**Directions**:
Examine each line of the data. Copy those that contain the string "rock".

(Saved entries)
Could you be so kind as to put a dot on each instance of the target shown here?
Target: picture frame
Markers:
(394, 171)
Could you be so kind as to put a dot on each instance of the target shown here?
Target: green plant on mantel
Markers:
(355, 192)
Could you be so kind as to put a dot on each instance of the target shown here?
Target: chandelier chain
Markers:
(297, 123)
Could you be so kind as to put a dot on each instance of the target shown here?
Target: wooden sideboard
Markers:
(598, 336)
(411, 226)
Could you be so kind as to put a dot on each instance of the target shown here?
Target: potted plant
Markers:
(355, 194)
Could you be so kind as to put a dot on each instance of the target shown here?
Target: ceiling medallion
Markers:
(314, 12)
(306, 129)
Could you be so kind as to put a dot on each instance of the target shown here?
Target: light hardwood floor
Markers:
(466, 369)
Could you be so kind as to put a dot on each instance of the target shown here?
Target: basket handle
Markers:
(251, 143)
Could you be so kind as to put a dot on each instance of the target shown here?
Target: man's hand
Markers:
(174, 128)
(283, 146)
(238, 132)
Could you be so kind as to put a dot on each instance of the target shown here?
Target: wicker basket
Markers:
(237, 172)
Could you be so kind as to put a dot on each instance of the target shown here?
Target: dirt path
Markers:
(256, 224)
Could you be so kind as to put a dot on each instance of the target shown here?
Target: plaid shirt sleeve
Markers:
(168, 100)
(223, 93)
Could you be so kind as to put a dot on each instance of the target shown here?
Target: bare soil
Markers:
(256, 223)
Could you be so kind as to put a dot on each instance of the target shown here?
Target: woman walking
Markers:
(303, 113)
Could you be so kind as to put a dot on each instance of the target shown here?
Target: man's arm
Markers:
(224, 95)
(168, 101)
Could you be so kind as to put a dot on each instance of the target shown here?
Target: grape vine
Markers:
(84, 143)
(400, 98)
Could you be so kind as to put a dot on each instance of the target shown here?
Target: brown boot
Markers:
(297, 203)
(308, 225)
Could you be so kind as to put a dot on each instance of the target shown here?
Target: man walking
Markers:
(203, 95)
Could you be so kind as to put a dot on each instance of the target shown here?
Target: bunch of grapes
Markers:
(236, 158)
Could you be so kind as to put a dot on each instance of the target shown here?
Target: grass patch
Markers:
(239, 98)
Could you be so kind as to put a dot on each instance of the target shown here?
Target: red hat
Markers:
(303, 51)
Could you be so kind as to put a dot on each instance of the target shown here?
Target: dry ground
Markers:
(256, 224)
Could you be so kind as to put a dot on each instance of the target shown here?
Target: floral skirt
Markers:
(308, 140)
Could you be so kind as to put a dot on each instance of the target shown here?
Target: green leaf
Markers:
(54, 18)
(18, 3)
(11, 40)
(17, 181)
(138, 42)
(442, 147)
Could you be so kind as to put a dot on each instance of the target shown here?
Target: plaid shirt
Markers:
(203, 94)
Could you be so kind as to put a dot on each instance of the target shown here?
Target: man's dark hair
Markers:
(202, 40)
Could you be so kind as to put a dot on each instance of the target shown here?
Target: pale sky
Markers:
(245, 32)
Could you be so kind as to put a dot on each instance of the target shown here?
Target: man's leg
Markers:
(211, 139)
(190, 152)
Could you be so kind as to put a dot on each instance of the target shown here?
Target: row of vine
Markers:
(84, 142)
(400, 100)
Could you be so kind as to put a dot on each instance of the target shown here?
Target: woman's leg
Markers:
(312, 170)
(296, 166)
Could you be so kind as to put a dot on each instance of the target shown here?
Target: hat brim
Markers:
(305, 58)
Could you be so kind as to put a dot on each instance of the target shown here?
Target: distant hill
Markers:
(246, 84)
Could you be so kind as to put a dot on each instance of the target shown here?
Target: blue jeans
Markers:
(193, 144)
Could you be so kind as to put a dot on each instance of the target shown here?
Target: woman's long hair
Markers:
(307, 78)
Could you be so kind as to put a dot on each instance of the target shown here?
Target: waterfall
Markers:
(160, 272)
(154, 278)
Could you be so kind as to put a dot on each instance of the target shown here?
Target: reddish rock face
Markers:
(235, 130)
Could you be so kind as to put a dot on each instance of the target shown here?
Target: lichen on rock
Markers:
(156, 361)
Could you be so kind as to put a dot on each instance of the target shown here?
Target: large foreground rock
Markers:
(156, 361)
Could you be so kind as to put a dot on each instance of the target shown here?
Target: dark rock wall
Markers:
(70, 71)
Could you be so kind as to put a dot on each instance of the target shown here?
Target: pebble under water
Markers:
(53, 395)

**Task result**:
Target: reddish rock face
Target: lichen on rock
Target: large foreground rock
Target: dark rock wall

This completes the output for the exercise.